Challenge:
Please convert every line of the items below into a JSON list of strings, with one string per line and blank lines left out.

= = = = =

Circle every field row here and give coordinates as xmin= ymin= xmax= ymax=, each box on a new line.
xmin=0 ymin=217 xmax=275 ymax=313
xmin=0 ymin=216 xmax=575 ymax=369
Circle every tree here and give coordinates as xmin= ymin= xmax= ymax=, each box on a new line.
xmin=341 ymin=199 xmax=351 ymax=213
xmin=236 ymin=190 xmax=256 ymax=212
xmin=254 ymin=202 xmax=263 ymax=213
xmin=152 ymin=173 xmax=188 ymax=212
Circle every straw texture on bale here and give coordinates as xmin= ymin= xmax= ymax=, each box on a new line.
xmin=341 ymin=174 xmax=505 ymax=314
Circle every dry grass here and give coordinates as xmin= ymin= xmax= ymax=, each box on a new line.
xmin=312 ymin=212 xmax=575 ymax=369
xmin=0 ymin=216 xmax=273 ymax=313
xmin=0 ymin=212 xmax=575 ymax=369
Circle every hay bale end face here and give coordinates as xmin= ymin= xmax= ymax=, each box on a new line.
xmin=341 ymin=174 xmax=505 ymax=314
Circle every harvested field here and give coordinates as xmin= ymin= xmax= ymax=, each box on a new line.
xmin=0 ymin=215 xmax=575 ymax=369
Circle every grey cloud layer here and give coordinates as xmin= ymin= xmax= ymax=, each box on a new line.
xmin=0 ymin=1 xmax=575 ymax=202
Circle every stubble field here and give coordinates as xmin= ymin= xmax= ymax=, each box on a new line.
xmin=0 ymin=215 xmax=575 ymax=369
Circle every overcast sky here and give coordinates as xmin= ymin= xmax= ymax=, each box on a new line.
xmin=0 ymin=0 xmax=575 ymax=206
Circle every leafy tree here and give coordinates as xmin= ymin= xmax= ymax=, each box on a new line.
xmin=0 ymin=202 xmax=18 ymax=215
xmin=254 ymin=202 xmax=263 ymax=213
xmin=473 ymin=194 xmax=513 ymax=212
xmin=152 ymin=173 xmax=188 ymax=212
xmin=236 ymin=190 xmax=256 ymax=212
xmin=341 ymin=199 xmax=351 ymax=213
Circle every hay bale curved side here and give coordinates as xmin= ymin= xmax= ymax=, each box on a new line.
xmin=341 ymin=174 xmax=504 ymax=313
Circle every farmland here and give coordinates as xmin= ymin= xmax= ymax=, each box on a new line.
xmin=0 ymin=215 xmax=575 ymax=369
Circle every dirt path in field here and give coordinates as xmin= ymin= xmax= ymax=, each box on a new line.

= = = = =

In response:
[
  "Circle every field row here and give coordinates as xmin= ymin= xmax= ymax=, each box on a new line.",
  "xmin=0 ymin=217 xmax=275 ymax=313",
  "xmin=0 ymin=216 xmax=575 ymax=369",
  "Circle every tree here and give coordinates as xmin= ymin= xmax= ymax=, each box on a new line.",
  "xmin=341 ymin=199 xmax=351 ymax=213",
  "xmin=236 ymin=190 xmax=256 ymax=212",
  "xmin=254 ymin=202 xmax=263 ymax=213",
  "xmin=152 ymin=173 xmax=188 ymax=212",
  "Circle every straw texture on bale here and give coordinates as xmin= ymin= xmax= ymax=, each box on a new line.",
  "xmin=341 ymin=174 xmax=505 ymax=314",
  "Circle every dry grass here and give coordinates as xmin= ymin= xmax= ymax=, each box on a new line.",
  "xmin=312 ymin=212 xmax=575 ymax=369",
  "xmin=0 ymin=216 xmax=273 ymax=313",
  "xmin=0 ymin=212 xmax=575 ymax=369",
  "Circle every hay bale end face here and give coordinates as xmin= ymin= xmax= ymax=, each box on a new line.",
  "xmin=341 ymin=174 xmax=505 ymax=314",
  "Circle every harvested field here and give coordinates as xmin= ymin= xmax= ymax=, each box on a new line.",
  "xmin=0 ymin=215 xmax=575 ymax=369",
  "Circle every grey cloud layer here and give coordinates as xmin= ymin= xmax= ymax=, each box on a new line.",
  "xmin=0 ymin=1 xmax=575 ymax=202",
  "Circle every stubble field here and give coordinates as xmin= ymin= xmax= ymax=, each box on a new line.",
  "xmin=0 ymin=215 xmax=575 ymax=369",
  "Circle every overcast sky here and give coordinates as xmin= ymin= xmax= ymax=, each box on a new line.",
  "xmin=0 ymin=0 xmax=575 ymax=206",
  "Circle every leafy tree here and give coordinates as xmin= ymin= xmax= ymax=, each box on a new line.",
  "xmin=0 ymin=202 xmax=18 ymax=215",
  "xmin=254 ymin=202 xmax=263 ymax=213",
  "xmin=473 ymin=194 xmax=513 ymax=212",
  "xmin=152 ymin=173 xmax=188 ymax=212",
  "xmin=236 ymin=190 xmax=256 ymax=212",
  "xmin=341 ymin=199 xmax=351 ymax=213",
  "Circle every hay bale curved side here and give coordinates as xmin= ymin= xmax= ymax=, each box on a new line.",
  "xmin=341 ymin=174 xmax=504 ymax=313",
  "Circle every farmland here and give coordinates as xmin= ymin= xmax= ymax=, each box on a new line.",
  "xmin=0 ymin=215 xmax=575 ymax=369",
  "Circle every dirt path in field here and give coordinates as xmin= ymin= xmax= ymax=, each box on a new line."
]